[Passage cité]
● ● ● ● ●

BERLIN – Si vous faites une recherche sur les termes « Europe » et « crise » sur Google, vous allez trouver 784 millions de résultats. Ces deux termes sont si souvent associés l'un à l'autre qu'ils sont quasiment devenus un mot composé. À chaque nouvelle eurocrise, la question de savoir si le projet européen va survivre hante les commentateurs.

En surface, un grand nombre de ces eurocrises se ressemblent. Les gouvernements européens traversent différentes phases de chagrin – le désaveu et la colère, puis la reconstruction et à l'acceptation – et finissent par se retourner contre les suspects habituels. Pour les Européens du Nord, le problème se situe toujours dans le Sud de l'Europe ; pour ceux du Sud, les Allemands sont les méchants et la Chine est un sauveur potentiel.

Mais bien sûr, il existe des différences fondamentales entre la génération de dirigeants qui ont dirigé l'Europe à travers la crise financière de 2008 et ceux qui sont aujourd'hui aux prises avec celle du COVID-19. Cela est devenu évident ce mois-ci lorsque l'ancien Premier ministre britannique Gordon Brown s'est lancé dans une tournéemédiatique pour partager les leçons de son mandat de Premier ministre.

En raison de sa réponse proactive à la crise de 2008, qui comprenait l'organisation du sommet du G-20 en avril 2009 où les dirigeants du monde ont convenu d'une réponse coordonnée en matière de politique économique, certains commentateurs ont suggéré que Brown avait sauvé le système financier mondial à lui tout seul. Brown demande à présent pourquoi les dirigeants actuels n'organisent pas un sommet équivalent pour anticiper sur les retombées économiques de la pandémie.

● ● ● ● ●

[Données fournies]
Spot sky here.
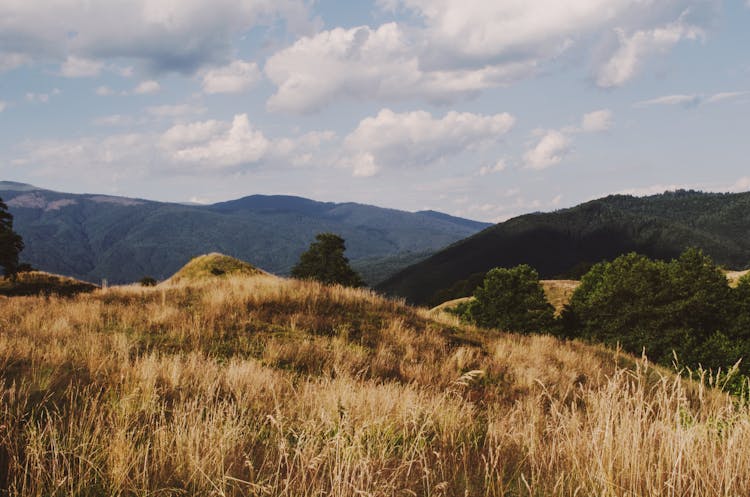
[0,0,750,222]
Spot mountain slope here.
[0,182,494,283]
[378,191,750,304]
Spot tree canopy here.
[464,264,554,333]
[292,233,364,287]
[0,199,23,276]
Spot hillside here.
[384,191,750,305]
[0,182,487,283]
[0,268,750,497]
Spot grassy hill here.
[167,253,263,284]
[0,264,750,497]
[377,191,750,305]
[0,182,487,283]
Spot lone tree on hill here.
[292,233,365,287]
[0,199,23,277]
[462,264,554,333]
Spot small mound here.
[167,253,265,283]
[0,271,99,297]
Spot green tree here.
[563,249,736,367]
[465,264,554,333]
[292,233,365,287]
[0,199,23,277]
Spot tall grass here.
[0,275,750,497]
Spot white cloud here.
[523,130,570,169]
[635,91,750,107]
[203,60,260,93]
[581,109,613,133]
[96,86,115,97]
[26,88,62,104]
[10,115,336,177]
[596,19,704,88]
[0,0,317,73]
[60,56,104,78]
[265,0,719,112]
[133,80,161,95]
[160,114,270,169]
[93,114,137,126]
[523,109,614,169]
[706,91,750,104]
[264,23,534,112]
[146,104,206,118]
[479,159,508,176]
[0,50,29,73]
[341,109,515,176]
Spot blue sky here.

● ● ● ● ●

[Questions à traiter]
A. Recopiez mot pour mot le passage cité, en commençant à « Mais bien sûr, il » et en finissant à « de Premier ministre. ».
B. Selon le passage cité, combien de résultats obtient-on en cherchant les termes « Europe » et « crise » sur Google ?

[Réponses par tâche]
A.
Mais bien sûr, il existe des différences fondamentales entre la génération de dirigeants qui ont dirigé l'Europe à travers la crise financière de 2008 et ceux qui sont aujourd'hui aux prises avec celle du COVID-19. Cela est devenu évident ce mois-ci lorsque l'ancien Premier ministre britannique Gordon Brown s'est lancé dans une tournéemédiatique pour partager les leçons de son mandat de Premier ministre.

B. 784 millions de résultats.